Advance with MUSC Health

New Center for Eosinophilic Disorders

Matthew Greseth
January 08, 2024
Bradshaw plays with mini toy trains.

Welcoming a new baby into the world can be a stressful endeavor and sometimes lead to new challenges. For David and Rosie Dawson, one of those challenges was unexpected – their son, Bradshaw, had difficulty feeding.

Rosie's pregnancy and birth were normal, but when Bradshaw was a few weeks old, he began frequently spitting up. This raised alarm bells for the Dawsons. They went to see their pediatrician who thought that Bradshaw might be experiencing a severe case of acid reflux, causing his esophagus to be inflamed, and was prescribed an antacid.

But the medication failed to relieve Bradshaw's symptoms.

Over the next year, the Dawsons went through extensive testing to try to identify the cause of Bradshaw's symptoms: Rosie removed dairy from her diet to limit his exposure to potential allergens. Bradshaw saw an allergist to determine if any potential environmental allergens were causing his symptoms and was referred to a gastroenterologist who performed an endoscopy, a procedure that allows doctors to visualize the esophagus, which showed continued inflammation.

Ultimately, Bradshaw was placed on a severely restrictive diet that prevented him from eating any proteins. This was difficult for him because he enjoyed nothing better than a good omelet, and he could no longer eat eggs.

However, none of these interventions reduced the inflammation in Bradshaw's esophagus.

"It was a traumatic year," said David Dawson. "He was doing well, but he wasn't thriving."

A "New" Esophageal Disorder

Last year, MUSC Children's Health started a clinic, MUSC Children's Center for Eosinophilic Disorders, dedicated to eosinophilic gastrointestinal diseases – a group of chronic intestinal diseases that are characterized by gastrointestinal symptoms caused by a subset of overactive immune cells called eosinophils. Benjamin Kuhn, D.O., leads the center and treats patients from across the region, including South Carolina, North Carolina, Georgia, and Tennessee.

The task = Continue the article about MUSC Children's Center for Eosinophilic Disorders from the point where it stops.

Exercise data =

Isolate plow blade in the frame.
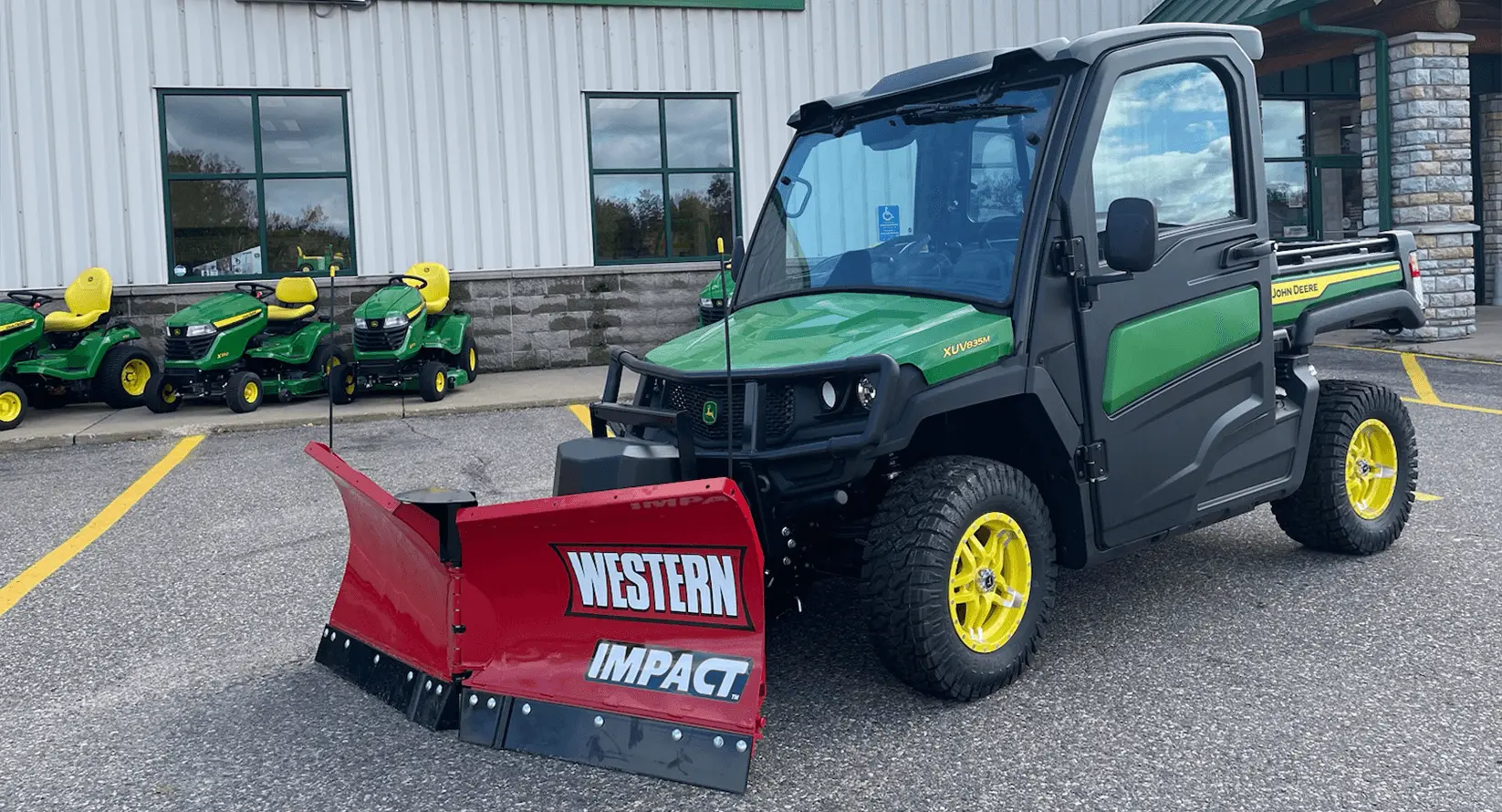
[308,442,766,793]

Expected answer =
Kuhn is division chief of Pediatric Gastroenterology with a specialty in allergic gastrointestinal conditions. His expertise is in treating eosinophilic esophagitis (EoE), which is an autoimmune disorder that causes inflammation of the esophagus.

"This condition is present in 1 out of 2,000 people, whether they know it or not," explained Kuhn. "It's not that uncommon, and we are identifying new cases at a faster rate because we've become aware of the condition over time."

EoE can present at any age and symptoms often vary depending on the age of onset. In younger children, their symptoms may present as difficulty eating or symptoms of reflux that aren't getting better with standard treatments. In older children and adults, they are more likely to have issues with swallowing – to the point where food is getting stuck while they're eating. It can be difficult to diagnose and is often delayed because doctors treat the patients' reflux symptoms.

There aren't many effective treatment options for EoE. Allergy testing is useful for identifying anaphylactic allergens but often fails to identify EoE allergens. Additionally, most medications are only 40% to 60% effective. Oftentimes, patients are placed on a restrictive diet; however, these diets vary in their effectiveness, and furthermore, they can be hard for families, especially at a time when parents are encouraging children to explore a wide range of foods.

There is never a one-size-fits-all solution. Currently, there is no way to predict which treatment option will work for a patient. There is often a lot of trial and error in finding the right one, which can sometimes take up to a year to identify.

New Treatment, New Outlook

The Dawsons were eventually referred to Kuhn, who met with the family. Together they decided on the most practical approach to treat Bradshaw.

"It was very validating to have him say, 'Here's a treatment option. Here are the pros and here are the cons,'" recalled David. "He walked through all the different considerations. It was an amazing feeling when we walked out knowing we had a plan."

"After I had met them and reviewed Bradshaw's case, I offered to change over to a medication treatment and then liberalize his diet back to eating and drinking whatever he wanted," said Kuhn. "And it worked; the follow-up endoscopy and biopsies were normal."

Within four months of first seeing Kuhn and being prescribed a new medication, Bradshaw was symptom-free.

Bradshaw's school headshot.

"It was life-changing for him – he doesn't have to worry about throwing up," said David. "He's a happier kid now. He's able to focus and relax."

"What's so wonderful is that if there is an issue, if there is a flare-up, or something happens, we know exactly where to go and who to talk to," added Rosie. "We'll be able to manage it because of his knowledge."

The Dawsons weren't the only ones who were pleased with Bradshaw's complete reversal.

"It was heart-warming to be in the room when sharing his normal results on his new treatment," said Kuhn. "His outlook will be as normal as any other child could be."

With a new treatment regimen in hand, Bradshaw can now go back to eating and drinking whatever he wants. Once again, Bradshaw can enjoy his omelets with cheese and red and green peppers.